▸ **DOCUMENT TEXT**:
Segment Open

SHANTANU JATHAR, Cody Vanderheyden, Abril Galang, Liam Lewane, Kevin Klunder, Charles Henry, John Volckens, Colorado State University

     Abstract Number: 522
     Working Group: Linking Aerosol Oxidative Potential with Chemical Composition and Biological Endpoints

Abstract
The aerosol oxidative potential is emerging as an important aerosol property that could help identify the chemical mechanisms by which aerosols affect human health. While certain chemical constituents (e.g., semi-volatile organic compounds, transition metals, elemental carbon) have been shown to correlate strongly with the measured oxidative potential, it is unclear how each of these chemical compounds contribute individually to the total oxidative potential. Furthermore, the aerosol chemical composition varies significantly with atmospheric mixing as semi-volatile organic compounds evaporate with dilution, affecting the aerosol oxidative potential. To systematically probe chemical composition and volatility, we conducted experiments with a non-road diesel engine for two different fuels (conventional diesel and soy-based biodiesel) and two different engine loads (idle and 50% load) at 8 to 10 different dilution ratios on a combination of bare quartz, Teflon, and quartz behind Teflon filters. The aerosol was mostly composed of organic aerosol and elemental carbon (~95%) with trace amounts of inorganic ions and metals (<1%). The organic aerosol at all fuel-load combinations was found to be strongly semi-volatile where more than three-quarters of the particle mass in the tailpipe was found to evaporate when diluted to urban-like concentrations. The aerosol chemical composition and volatility was nearly identical for diesel and biodiesel exhaust implying that the aerosol properties were only loosely linked to the fuel type. The oxidative potential, expressed as the rate of DTT consumption per unit aerosol mass, was higher (factor of ~2) for diesel exhaust compared to biodiesel exhaust and higher (factor of ~3) at 50% engine load than at idle. The oxidative potential per unit aerosol mass was found to be significantly lower for the semi-volatile vapors in equilibrium with the organic aerosol suggesting that the oxidative potential was more closely associated with the non-volatile and possibly insoluble aerosol components. Ongoing work is focused on performing a multilinear regression to shed further light on the relationship between the measured aerosol properties (composition and volatility) and the oxidative potential.

Segment Closed

▸ **DATASET SECTION**:
Segment Open

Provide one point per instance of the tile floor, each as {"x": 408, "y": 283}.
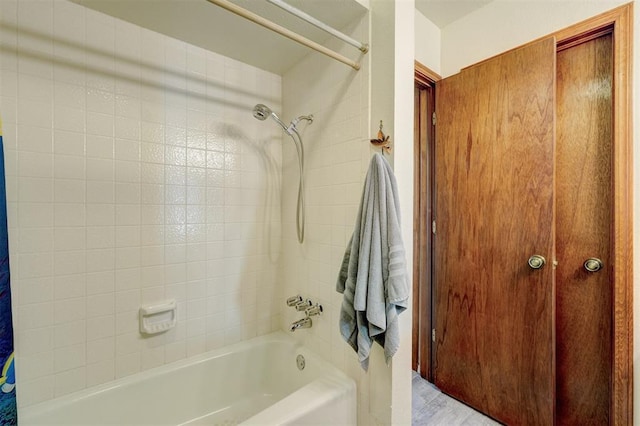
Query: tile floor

Segment Closed

▸ **INSTRUCTIONS**:
- a) In the diesel exhaust abstract, rewrite the paragraph beginning "The aerosol oxidative potential is emerging" as a short bulleted list that keeps its main facts.
- b) According to the diesel exhaust abstract, by roughly what factor was the oxidative potential higher at 50% engine load than at idle?

▸ **ANSWERS GIVEN**:
- a)
- Aerosol oxidative potential may help reveal the chemical mechanisms by which aerosols affect human health.
- Semi-volatile organic compounds, transition metals, and elemental carbon correlate strongly with oxidative potential. How much each contributes individually is unclear.
- Composition changes with atmospheric mixing, because semi-volatile organics evaporate on dilution. This affects oxidative potential.
- Experiments used a non-road diesel engine:
  - Two fuels: conventional diesel and soy-based biodiesel.
  - Two loads: idle and 50%.
  - 8 to 10 dilution ratios.
  - Bare quartz, Teflon, and quartz-behind-Teflon filters.
- The aerosol was about 95% organic aerosol and elemental carbon, with under 1% inorganic ions and metals.
- The organic aerosol was strongly semi-volatile. More than three-quarters of tailpipe particle mass evaporated at urban-like dilution.
- Composition and volatility were nearly identical for diesel and biodiesel, so these properties were only loosely linked to fuel type.
- Oxidative potential, measured as the rate of DTT consumption per unit aerosol mass:
  - About 2 times higher for diesel than for biodiesel.
  - About 3 times higher at 50% load than at idle.
- Semi-volatile vapors had significantly lower oxidative potential per unit mass. This suggests oxidative potential is tied more to non-volatile, possibly insoluble components.
- Ongoing work uses multilinear regression to relate composition and volatility to oxidative potential.

- b) By a factor of about 3.